- Location: Palopo, South Sulawesi, Indonesia
- Date: 10 January 2004 10:30 pm (UTC+8)
- Target: Sampoddo Indah Cafe
- Attack type: Improvised explosive device
- Deaths: 4
- Injured: 3
- Perpetrators: Jasmin bin Kasau and three others.

= 2004 Palopo cafe bombing =

Terrorist incident in Indonesia

A cafe was bombed on 10 January 2004 in Palopo, South Sulawesi, Indonesia. Occurring at 10:30 p.m. local time (UTC+8), an improvised explosive device beneath table number 11 in the Sampoddo Indah karaoke cafe. The blast killed four people and injured three others. Four men, including Jasmin bin Kasau, were arrested for the bombings. Bin Kasau was sentenced to 20 years imprisonment but later escaped.
___
_Problem description_: Copy out, word for word, the part of the Palopo cafe bombing text that opens with the words "A cafe was bombed" and closes with "but later escaped.".

_Excerpted records_:
___
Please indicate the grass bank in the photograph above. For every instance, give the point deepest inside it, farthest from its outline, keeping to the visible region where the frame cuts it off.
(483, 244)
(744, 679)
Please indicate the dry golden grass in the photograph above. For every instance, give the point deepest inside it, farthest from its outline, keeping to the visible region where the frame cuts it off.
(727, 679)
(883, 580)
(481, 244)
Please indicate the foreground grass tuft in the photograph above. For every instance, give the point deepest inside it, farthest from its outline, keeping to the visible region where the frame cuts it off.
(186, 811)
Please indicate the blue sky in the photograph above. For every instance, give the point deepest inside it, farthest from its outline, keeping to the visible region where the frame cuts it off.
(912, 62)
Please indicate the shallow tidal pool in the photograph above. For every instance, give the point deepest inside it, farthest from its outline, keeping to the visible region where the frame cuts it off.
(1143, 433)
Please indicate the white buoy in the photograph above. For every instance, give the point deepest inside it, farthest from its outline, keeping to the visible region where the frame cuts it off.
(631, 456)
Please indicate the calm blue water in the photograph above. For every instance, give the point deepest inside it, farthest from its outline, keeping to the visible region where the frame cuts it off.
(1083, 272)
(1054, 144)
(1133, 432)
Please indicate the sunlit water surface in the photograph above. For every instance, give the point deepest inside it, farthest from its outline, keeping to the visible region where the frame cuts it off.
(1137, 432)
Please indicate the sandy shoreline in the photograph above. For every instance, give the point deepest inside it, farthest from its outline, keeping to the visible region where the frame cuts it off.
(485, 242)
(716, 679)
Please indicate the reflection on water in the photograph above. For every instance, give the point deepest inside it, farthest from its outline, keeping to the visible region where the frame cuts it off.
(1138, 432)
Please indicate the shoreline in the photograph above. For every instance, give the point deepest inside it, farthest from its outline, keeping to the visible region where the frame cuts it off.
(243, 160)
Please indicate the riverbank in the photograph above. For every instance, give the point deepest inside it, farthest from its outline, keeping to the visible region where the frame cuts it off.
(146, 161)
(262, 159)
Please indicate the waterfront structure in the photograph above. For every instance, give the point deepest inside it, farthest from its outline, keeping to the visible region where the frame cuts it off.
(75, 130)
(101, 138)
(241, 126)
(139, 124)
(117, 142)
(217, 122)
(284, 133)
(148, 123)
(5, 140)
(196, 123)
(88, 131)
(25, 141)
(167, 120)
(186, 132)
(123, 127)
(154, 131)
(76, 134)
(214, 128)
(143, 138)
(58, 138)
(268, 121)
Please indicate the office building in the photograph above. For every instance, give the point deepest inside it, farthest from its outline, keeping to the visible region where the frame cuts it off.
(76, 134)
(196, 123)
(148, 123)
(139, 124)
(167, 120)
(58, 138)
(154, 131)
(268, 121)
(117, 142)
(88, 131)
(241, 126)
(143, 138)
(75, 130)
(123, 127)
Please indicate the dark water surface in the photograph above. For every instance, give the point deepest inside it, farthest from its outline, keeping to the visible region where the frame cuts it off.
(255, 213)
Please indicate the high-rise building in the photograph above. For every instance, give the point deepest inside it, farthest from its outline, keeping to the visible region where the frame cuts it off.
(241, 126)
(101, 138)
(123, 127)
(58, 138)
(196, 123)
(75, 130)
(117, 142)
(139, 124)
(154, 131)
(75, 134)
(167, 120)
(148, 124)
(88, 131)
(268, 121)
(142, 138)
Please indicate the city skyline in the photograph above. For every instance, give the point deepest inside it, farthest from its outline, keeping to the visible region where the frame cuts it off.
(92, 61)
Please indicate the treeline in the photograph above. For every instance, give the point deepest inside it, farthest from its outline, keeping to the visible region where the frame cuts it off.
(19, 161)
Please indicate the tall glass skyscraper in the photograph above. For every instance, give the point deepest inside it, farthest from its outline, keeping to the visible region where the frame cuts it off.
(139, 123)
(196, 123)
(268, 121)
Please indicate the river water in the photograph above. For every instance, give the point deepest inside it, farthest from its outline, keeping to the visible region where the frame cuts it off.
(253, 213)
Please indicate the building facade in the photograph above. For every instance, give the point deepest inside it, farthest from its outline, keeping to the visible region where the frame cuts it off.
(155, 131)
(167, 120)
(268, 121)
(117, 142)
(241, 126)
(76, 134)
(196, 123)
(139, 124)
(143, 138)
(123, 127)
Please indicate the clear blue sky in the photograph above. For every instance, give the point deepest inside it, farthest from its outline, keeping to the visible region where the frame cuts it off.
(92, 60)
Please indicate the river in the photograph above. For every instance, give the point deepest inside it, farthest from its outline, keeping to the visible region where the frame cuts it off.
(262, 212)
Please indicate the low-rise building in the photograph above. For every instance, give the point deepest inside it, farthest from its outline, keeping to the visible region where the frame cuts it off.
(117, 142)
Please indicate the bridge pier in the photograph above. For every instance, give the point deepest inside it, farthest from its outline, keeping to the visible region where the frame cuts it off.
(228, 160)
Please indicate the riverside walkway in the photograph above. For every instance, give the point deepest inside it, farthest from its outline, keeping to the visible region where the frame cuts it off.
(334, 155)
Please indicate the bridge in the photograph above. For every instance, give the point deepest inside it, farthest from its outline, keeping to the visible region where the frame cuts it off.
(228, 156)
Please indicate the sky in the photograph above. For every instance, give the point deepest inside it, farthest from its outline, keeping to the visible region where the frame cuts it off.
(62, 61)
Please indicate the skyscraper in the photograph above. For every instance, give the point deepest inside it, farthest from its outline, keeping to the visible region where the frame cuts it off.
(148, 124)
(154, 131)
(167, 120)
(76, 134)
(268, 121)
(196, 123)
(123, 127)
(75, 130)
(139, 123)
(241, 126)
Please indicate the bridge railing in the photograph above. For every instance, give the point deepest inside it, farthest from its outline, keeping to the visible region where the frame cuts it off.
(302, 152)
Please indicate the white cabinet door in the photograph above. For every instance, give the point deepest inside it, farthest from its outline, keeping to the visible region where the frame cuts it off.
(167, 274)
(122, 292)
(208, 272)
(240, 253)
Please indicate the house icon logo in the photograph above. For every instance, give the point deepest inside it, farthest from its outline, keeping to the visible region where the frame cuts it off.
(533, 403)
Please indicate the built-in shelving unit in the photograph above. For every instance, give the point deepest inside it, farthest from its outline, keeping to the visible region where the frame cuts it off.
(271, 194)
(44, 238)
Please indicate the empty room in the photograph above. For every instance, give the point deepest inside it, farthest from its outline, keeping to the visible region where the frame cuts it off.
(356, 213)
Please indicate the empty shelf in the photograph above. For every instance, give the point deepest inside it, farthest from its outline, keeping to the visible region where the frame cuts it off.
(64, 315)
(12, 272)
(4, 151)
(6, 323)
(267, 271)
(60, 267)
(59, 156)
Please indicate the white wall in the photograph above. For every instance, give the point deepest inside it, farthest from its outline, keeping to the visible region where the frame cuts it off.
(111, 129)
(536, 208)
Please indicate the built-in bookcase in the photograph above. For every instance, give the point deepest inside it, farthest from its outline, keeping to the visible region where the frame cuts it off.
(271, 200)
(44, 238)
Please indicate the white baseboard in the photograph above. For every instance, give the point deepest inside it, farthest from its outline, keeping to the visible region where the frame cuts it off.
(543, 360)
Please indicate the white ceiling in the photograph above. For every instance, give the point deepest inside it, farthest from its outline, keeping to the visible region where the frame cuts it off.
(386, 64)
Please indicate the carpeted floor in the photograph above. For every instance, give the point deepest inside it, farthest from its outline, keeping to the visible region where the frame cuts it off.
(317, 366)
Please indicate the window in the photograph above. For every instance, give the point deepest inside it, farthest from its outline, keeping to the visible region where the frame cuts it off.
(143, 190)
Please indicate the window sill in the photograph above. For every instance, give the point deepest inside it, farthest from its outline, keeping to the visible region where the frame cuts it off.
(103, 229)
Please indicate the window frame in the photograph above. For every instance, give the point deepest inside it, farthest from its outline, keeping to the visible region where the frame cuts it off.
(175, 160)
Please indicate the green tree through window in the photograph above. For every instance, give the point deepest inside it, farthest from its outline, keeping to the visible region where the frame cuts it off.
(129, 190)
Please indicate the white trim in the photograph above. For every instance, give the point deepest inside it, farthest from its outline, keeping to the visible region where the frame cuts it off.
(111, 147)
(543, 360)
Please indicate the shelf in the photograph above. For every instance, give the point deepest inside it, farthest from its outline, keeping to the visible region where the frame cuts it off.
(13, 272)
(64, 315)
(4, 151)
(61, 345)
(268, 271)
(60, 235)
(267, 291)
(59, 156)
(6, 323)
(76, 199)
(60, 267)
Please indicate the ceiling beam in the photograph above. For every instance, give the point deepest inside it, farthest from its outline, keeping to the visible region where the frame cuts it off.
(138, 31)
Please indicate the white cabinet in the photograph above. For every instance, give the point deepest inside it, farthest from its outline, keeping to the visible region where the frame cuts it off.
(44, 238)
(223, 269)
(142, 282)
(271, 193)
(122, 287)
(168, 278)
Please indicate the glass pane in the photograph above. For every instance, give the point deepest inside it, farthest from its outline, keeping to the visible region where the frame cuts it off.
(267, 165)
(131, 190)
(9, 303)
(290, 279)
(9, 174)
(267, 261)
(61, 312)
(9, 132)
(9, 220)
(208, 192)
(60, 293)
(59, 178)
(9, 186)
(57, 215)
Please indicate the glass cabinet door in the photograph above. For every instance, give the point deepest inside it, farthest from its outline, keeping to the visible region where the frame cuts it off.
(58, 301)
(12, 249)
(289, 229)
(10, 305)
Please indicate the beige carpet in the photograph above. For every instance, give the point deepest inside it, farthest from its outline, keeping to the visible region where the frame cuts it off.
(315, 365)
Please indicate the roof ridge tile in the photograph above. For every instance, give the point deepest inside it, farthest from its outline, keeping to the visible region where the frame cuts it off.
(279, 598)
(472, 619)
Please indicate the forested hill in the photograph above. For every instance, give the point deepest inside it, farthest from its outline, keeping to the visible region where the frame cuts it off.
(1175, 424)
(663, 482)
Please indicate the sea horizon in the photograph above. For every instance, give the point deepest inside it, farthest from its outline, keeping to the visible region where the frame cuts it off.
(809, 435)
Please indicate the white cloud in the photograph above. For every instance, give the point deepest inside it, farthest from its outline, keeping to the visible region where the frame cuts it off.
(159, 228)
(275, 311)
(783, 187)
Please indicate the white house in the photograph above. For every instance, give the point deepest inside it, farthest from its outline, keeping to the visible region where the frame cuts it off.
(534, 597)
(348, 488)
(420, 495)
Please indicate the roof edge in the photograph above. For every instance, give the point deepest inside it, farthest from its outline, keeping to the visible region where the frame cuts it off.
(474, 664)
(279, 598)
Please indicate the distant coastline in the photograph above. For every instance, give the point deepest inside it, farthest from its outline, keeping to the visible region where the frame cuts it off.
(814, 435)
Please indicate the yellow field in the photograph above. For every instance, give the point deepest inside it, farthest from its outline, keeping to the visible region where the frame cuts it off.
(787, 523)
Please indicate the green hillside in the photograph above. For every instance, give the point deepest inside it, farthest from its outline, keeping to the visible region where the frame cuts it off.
___
_Solution_:
A cafe was bombed on 10 January 2004 in Palopo, South Sulawesi, Indonesia. Occurring at 10:30 p.m. local time (UTC+8), an improvised explosive device beneath table number 11 in the Sampoddo Indah karaoke cafe. The blast killed four people and injured three others. Four men, including Jasmin bin Kasau, were arrested for the bombings. Bin Kasau was sentenced to 20 years imprisonment but later escaped.